Chi-Med stops pivotal pancreatic cancer trial upon early success

Hutchison China MediTech has stopped a phase 3 trial of surufatinib in pancreatic neuroendocrine tumors early for positive efficacy. An independent data monitoring committee found the trial had hit its primary endpoint by the time of an interim analysis, enabling Chi-Med to stop the study and start work on a filing for approval.

Surufatinib is an oral angio-immuno kinase inhibitor designed to both inhibit the formation of new blood vessels and promote antitumor immune responses, giving it a dual mechanism of action that Chi-Med thinks will make it suitable for use in immunotherapy combinations.  

For now though, the focus is on the use of surufatinib as a monotherapy. Surufatinib has cleared the monotherapy tests put in front of it to date, first coming through a phase 3 trial in advanced extrapancreatic neuroendocrine tumors and now showing efficacy in pancreatic neuroendocrine tumors. 

The latest trial to read out enrolled close to 200 patients with advanced pancreatic neuroendocrine tumors in China and randomized them to receive surufatinib or placebo once a day for a month. Chi-Med is yet to share data from the trial, but the progression-free survival results were strong enough for the data committee to recommend stopping the study at a pre-planned interim analysis.

Equipped with the phase 3 data, Chi-Med plans to meet with Chinese regulators to discuss filing for approval of surufatinib in patients with pancreatic neuroendocrine tumors. A filing for approval of the drug in non-pancreatic neuroendocrine tumors is already being assessed by China’s National Medical Products Administration, which put it on its priority review pathway late last year.

Chi-Med CEO Christian Hogg thinks the back-to-back clinical successes position surufatinib to carve out a niche in the treatment of neuroendocrine tumors. 

“These positive results for pancreatic neuroendocrine tumors reinforce that surufatinib has the unique opportunity to address all advanced neuroendocrine tumors. We believe that no targeted therapies are approved in China or globally for such a broad spectrum of neuroendocrine tumor disease,” Hogg said.

Chi-Med is now building up a sales and marketing team in China ahead of trying to turn surufatinib into a significant commercial product. Plans are less advanced in the U.S., where Chi-Med is testing the drug in proof-of-concept trials.

- - -

* **EXERCISES**:
(1) Copy the part of the surufatinib article starting with "Equipped with the" and going on through "late last year.".
(2) According to the surufatinib article, which Chinese agency is already assessing a filing for approval of the drug in non-pancreatic neuroendocrine tumors?

[Saved entries]
- - -

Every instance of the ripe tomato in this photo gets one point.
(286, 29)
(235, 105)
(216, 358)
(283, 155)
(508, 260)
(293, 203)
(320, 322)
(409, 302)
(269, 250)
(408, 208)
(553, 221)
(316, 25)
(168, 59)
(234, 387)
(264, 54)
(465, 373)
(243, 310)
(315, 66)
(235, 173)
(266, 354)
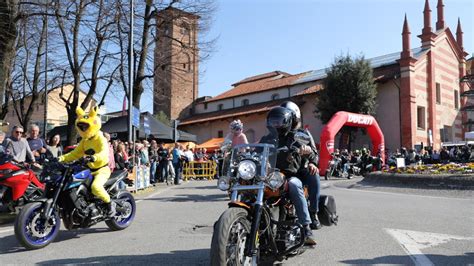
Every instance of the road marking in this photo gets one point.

- - -

* **RESPONSES**:
(1)
Equipped with the phase 3 data, Chi-Med plans to meet with Chinese regulators to discuss filing for approval of surufatinib in patients with pancreatic neuroendocrine tumors. A filing for approval of the drug in non-pancreatic neuroendocrine tumors is already being assessed by China’s National Medical Products Administration, which put it on its priority review pathway late last year.

(2) China's National Medical Products Administration